§ **What the exercise asks**:
Give back the whole listing below with every "rough mask" swapped for "coarse mask", keeping everything else as it is.

### Exercise data

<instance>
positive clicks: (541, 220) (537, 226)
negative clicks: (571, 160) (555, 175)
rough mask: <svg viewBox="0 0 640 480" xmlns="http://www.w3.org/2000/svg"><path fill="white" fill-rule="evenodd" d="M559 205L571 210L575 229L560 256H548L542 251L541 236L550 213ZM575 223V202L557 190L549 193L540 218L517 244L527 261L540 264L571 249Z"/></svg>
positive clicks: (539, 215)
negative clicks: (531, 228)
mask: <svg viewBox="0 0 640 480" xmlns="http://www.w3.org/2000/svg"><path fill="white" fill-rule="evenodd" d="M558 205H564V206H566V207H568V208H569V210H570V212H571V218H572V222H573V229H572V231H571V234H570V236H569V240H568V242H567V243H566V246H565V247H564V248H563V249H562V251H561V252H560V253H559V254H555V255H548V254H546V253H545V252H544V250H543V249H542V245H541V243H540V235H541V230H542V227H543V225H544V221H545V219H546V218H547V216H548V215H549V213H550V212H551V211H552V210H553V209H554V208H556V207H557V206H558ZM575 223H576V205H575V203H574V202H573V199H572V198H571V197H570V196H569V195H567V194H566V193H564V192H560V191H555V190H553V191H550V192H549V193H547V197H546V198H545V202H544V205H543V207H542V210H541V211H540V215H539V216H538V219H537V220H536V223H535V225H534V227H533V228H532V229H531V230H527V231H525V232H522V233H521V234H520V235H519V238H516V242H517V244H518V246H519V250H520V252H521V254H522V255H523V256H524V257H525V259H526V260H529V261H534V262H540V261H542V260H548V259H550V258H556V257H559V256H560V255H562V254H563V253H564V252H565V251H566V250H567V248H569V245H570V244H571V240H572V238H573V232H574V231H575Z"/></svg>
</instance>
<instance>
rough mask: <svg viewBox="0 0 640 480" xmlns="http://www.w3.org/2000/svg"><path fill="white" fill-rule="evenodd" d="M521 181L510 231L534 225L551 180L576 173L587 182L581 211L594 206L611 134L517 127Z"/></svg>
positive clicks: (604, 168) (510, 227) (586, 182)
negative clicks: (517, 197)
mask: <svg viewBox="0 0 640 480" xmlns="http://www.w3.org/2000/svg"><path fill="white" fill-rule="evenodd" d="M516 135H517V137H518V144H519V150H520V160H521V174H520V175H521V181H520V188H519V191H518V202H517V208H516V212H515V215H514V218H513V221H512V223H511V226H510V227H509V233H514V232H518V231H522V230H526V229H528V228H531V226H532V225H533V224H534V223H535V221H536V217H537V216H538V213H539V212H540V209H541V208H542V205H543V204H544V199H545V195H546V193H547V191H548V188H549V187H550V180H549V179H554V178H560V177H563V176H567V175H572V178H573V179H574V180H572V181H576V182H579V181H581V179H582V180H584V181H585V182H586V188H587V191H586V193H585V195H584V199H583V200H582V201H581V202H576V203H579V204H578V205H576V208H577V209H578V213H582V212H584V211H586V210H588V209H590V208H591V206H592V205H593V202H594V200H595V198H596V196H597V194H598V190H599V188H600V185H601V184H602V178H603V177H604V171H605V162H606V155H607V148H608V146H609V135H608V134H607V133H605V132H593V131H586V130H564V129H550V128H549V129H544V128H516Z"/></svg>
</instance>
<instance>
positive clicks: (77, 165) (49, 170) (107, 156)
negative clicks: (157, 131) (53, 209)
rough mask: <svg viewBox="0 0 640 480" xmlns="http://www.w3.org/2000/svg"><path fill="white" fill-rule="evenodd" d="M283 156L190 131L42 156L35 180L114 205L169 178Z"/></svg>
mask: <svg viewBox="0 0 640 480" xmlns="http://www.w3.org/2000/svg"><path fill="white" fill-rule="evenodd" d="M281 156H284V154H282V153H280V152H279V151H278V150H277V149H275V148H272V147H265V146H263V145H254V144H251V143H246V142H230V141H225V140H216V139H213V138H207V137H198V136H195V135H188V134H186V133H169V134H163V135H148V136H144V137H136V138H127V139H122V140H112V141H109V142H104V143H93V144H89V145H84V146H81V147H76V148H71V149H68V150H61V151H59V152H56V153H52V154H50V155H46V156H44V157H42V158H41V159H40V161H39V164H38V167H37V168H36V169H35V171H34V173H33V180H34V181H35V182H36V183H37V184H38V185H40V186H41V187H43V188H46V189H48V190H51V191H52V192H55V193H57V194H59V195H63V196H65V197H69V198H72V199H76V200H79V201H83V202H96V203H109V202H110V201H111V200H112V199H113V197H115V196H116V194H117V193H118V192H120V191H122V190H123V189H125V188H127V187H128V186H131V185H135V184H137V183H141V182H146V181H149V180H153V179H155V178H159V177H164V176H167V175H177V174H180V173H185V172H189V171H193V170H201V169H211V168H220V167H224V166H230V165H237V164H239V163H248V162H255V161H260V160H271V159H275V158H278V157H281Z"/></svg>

######

§ **Problem solution**:
<instance>
positive clicks: (541, 220) (537, 226)
negative clicks: (571, 160) (555, 175)
coarse mask: <svg viewBox="0 0 640 480" xmlns="http://www.w3.org/2000/svg"><path fill="white" fill-rule="evenodd" d="M559 205L571 210L575 229L560 256H548L542 251L541 236L550 213ZM575 223V202L557 190L549 193L540 218L517 244L527 261L540 264L571 249Z"/></svg>
positive clicks: (539, 215)
negative clicks: (531, 228)
mask: <svg viewBox="0 0 640 480" xmlns="http://www.w3.org/2000/svg"><path fill="white" fill-rule="evenodd" d="M558 205H564V206H566V207H568V208H569V210H570V212H571V218H572V222H573V229H572V231H571V234H570V236H569V240H568V242H567V243H566V246H565V247H564V248H563V249H562V251H561V252H560V253H559V254H555V255H548V254H546V253H545V252H544V250H543V249H542V245H541V243H540V235H541V230H542V227H543V225H544V221H545V219H546V218H547V216H548V215H549V213H550V212H551V211H552V210H553V209H554V208H556V207H557V206H558ZM575 223H576V205H575V203H574V202H573V199H572V198H571V197H570V196H569V195H567V194H566V193H564V192H560V191H555V190H553V191H550V192H549V193H547V197H546V198H545V202H544V205H543V207H542V210H541V211H540V215H539V216H538V219H537V220H536V223H535V225H534V227H533V228H532V229H531V230H527V231H525V232H522V233H521V234H520V235H519V238H516V242H517V244H518V246H519V250H520V252H521V254H522V255H523V256H524V257H525V259H526V260H529V261H534V262H540V261H542V260H548V259H550V258H556V257H559V256H560V255H562V254H563V253H564V252H565V251H566V250H567V248H569V245H570V244H571V240H572V238H573V232H574V231H575Z"/></svg>
</instance>
<instance>
coarse mask: <svg viewBox="0 0 640 480" xmlns="http://www.w3.org/2000/svg"><path fill="white" fill-rule="evenodd" d="M521 181L510 231L534 225L551 180L576 173L587 182L581 211L594 206L611 134L517 127Z"/></svg>
positive clicks: (604, 168) (510, 227) (586, 182)
negative clicks: (517, 197)
mask: <svg viewBox="0 0 640 480" xmlns="http://www.w3.org/2000/svg"><path fill="white" fill-rule="evenodd" d="M516 135H517V137H518V144H519V150H520V160H521V174H520V175H521V181H520V188H519V191H518V202H517V208H516V212H515V215H514V218H513V221H512V223H511V226H510V227H509V233H514V232H518V231H522V230H526V229H528V228H531V226H532V225H533V224H534V223H535V221H536V217H537V216H538V213H539V212H540V209H541V208H542V205H543V204H544V199H545V195H546V193H547V191H548V188H549V187H550V180H549V179H554V178H560V177H563V176H567V175H572V178H573V179H574V180H572V181H576V182H579V181H581V179H582V180H584V181H585V182H586V188H587V191H586V193H585V195H584V199H583V200H582V201H581V202H576V203H579V204H578V205H576V208H577V209H578V213H582V212H584V211H586V210H588V209H590V208H591V206H592V205H593V202H594V200H595V198H596V196H597V194H598V190H599V188H600V185H601V184H602V178H603V177H604V171H605V162H606V155H607V148H608V146H609V135H608V134H607V133H605V132H593V131H586V130H564V129H550V128H549V129H544V128H516Z"/></svg>
</instance>
<instance>
positive clicks: (77, 165) (49, 170) (107, 156)
negative clicks: (157, 131) (53, 209)
coarse mask: <svg viewBox="0 0 640 480" xmlns="http://www.w3.org/2000/svg"><path fill="white" fill-rule="evenodd" d="M283 156L190 131L42 156L35 180L114 205L169 178Z"/></svg>
mask: <svg viewBox="0 0 640 480" xmlns="http://www.w3.org/2000/svg"><path fill="white" fill-rule="evenodd" d="M281 156H284V154H282V153H280V152H279V151H278V150H277V149H275V148H272V147H265V146H263V145H254V144H251V143H246V142H230V141H225V140H216V139H213V138H207V137H198V136H195V135H188V134H186V133H169V134H163V135H148V136H144V137H136V138H127V139H122V140H112V141H109V142H104V143H93V144H89V145H84V146H81V147H76V148H71V149H68V150H61V151H59V152H56V153H52V154H50V155H46V156H44V157H42V158H41V159H40V161H39V164H38V167H37V168H36V169H35V171H34V173H33V180H34V181H35V182H36V183H37V184H38V185H40V186H41V187H43V188H46V189H48V190H51V191H52V192H55V193H57V194H59V195H63V196H65V197H69V198H72V199H76V200H79V201H83V202H96V203H109V202H110V201H111V200H112V199H113V197H115V196H116V194H117V193H118V192H120V191H122V190H123V189H125V188H127V187H128V186H131V185H135V184H137V183H141V182H146V181H149V180H153V179H155V178H159V177H164V176H167V175H177V174H180V173H185V172H189V171H193V170H201V169H211V168H220V167H224V166H230V165H237V164H239V163H248V162H255V161H260V160H271V159H275V158H278V157H281Z"/></svg>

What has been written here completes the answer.